— Start EXTRACTED RECORDS —

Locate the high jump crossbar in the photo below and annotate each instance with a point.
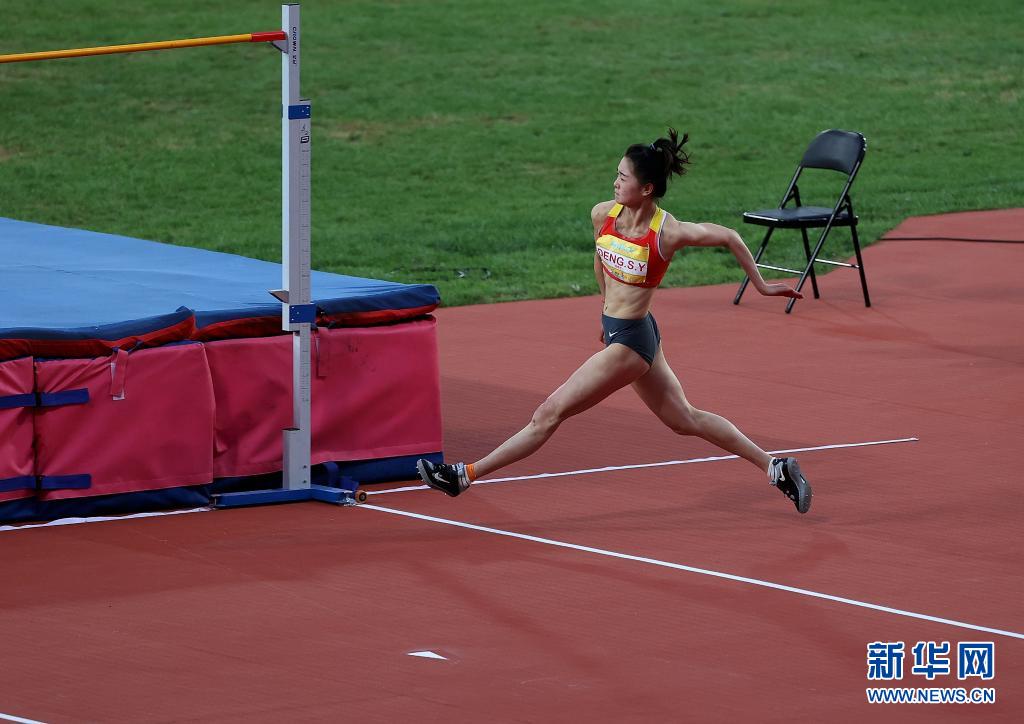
(298, 311)
(140, 47)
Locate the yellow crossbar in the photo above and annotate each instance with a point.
(139, 47)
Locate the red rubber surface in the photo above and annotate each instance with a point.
(307, 611)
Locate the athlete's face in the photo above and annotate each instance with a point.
(629, 190)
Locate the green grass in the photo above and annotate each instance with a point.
(464, 143)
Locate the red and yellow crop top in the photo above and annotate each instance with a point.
(637, 262)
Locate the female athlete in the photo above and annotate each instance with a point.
(636, 241)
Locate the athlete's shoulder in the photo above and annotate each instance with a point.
(600, 211)
(678, 232)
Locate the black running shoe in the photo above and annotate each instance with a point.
(450, 479)
(792, 482)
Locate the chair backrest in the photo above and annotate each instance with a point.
(839, 151)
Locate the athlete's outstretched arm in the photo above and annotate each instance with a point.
(681, 233)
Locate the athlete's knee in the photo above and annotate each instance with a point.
(688, 421)
(547, 417)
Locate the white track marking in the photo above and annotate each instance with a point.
(9, 718)
(101, 519)
(612, 468)
(693, 569)
(427, 654)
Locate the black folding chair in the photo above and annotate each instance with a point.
(836, 151)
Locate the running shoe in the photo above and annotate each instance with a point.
(784, 474)
(450, 479)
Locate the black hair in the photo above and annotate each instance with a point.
(656, 163)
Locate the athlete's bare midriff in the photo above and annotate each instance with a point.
(626, 301)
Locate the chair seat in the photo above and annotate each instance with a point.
(797, 217)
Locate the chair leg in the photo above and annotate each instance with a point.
(807, 251)
(860, 264)
(757, 258)
(810, 265)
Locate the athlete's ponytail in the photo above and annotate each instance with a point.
(656, 163)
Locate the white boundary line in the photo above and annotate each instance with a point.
(693, 569)
(9, 718)
(101, 519)
(611, 468)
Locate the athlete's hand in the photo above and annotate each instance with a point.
(780, 290)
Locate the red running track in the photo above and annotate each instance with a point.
(307, 612)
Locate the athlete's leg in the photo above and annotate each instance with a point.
(660, 390)
(612, 368)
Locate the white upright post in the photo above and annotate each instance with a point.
(297, 311)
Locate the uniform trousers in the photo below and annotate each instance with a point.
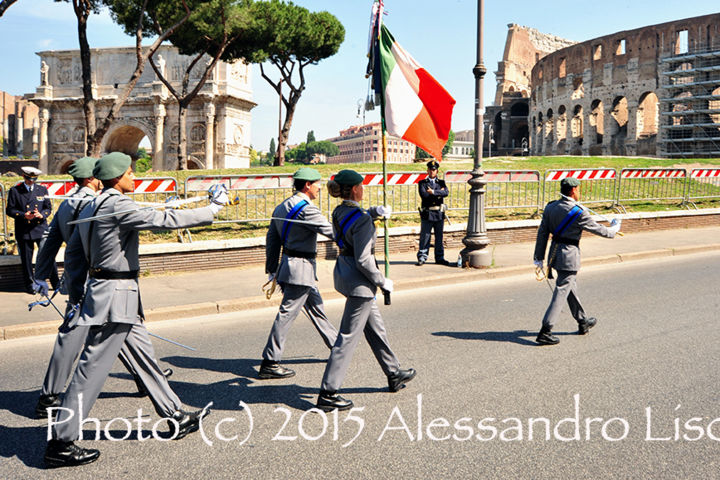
(25, 249)
(426, 228)
(68, 345)
(295, 298)
(361, 315)
(565, 290)
(101, 349)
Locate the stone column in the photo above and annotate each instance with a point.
(43, 140)
(159, 147)
(209, 135)
(631, 140)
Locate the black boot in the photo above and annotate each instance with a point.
(142, 391)
(329, 401)
(67, 454)
(545, 337)
(272, 370)
(187, 422)
(397, 380)
(45, 402)
(586, 325)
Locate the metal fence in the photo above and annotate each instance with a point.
(599, 185)
(402, 194)
(651, 184)
(505, 189)
(703, 184)
(4, 230)
(258, 195)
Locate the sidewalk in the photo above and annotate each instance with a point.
(233, 289)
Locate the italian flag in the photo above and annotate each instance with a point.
(416, 107)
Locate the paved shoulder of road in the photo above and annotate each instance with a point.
(188, 294)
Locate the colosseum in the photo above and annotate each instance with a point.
(649, 91)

— End EXTRACTED RECORDS —

**OBJECTIVE:**
Please copy exactly the lines from the one containing "Locate the black folding" through the last line of the records above, both included, and leave out any pictures.

**TASK RESULT:**
Locate the black folding chair in the photo above and annotate each instance with a point.
(836, 151)
Locate the running shoe in the photo above and annotate each instance with a point.
(784, 474)
(450, 479)
Locate the black hair in the photo above and annotate each instance with a point.
(656, 163)
Locate the athlete's bare midriff in the photo above and annotate each instance with a point.
(626, 301)
Locate the chair seat in the photo above and annotate each instance with a point.
(797, 217)
Locate the chair leg in the photo above and annotate each instance with a point.
(807, 251)
(860, 264)
(757, 258)
(810, 265)
Locate the athlete's ponytail in the photo above and annotate each instance with a point.
(656, 163)
Locate the white boundary line in the photo above and annotate each instance with a point.
(693, 569)
(9, 718)
(101, 519)
(611, 468)
Locate the athlete's hand in the photo above and annotate each instance with a point.
(780, 290)
Locate the red running track in the photo above and annotate each instance with a point.
(307, 612)
Locate the athlete's leg in the photo above and annotate each instance with a point.
(660, 390)
(612, 368)
Locate the white upright post in the photo above and annotate each instance with a point.
(297, 311)
Locate the uniform trousers in the photo below and annotate each instance with a point.
(25, 249)
(426, 228)
(68, 345)
(295, 298)
(361, 315)
(565, 290)
(101, 349)
Locate the stone column in the photo above and annotate each instance with a point.
(43, 140)
(159, 147)
(209, 135)
(631, 140)
Locate the black boot in the photo above and annotate each instance with a point.
(142, 391)
(329, 401)
(67, 454)
(545, 337)
(272, 370)
(187, 422)
(397, 380)
(45, 402)
(586, 325)
Locate the metal fence in the photo above and annotate each instance with a point.
(599, 185)
(402, 194)
(651, 184)
(505, 189)
(703, 184)
(4, 230)
(258, 195)
Locate the sidewalk in the photo above and annotate each instance with a point.
(233, 289)
Locate the italian flag in the photo above and annotate each instance with a point.
(416, 107)
Locate the paved shoulder of road in the photo above and annotate each instance with a point.
(188, 294)
Locate the colosseum in the photo above and annotate each instance with a point.
(649, 91)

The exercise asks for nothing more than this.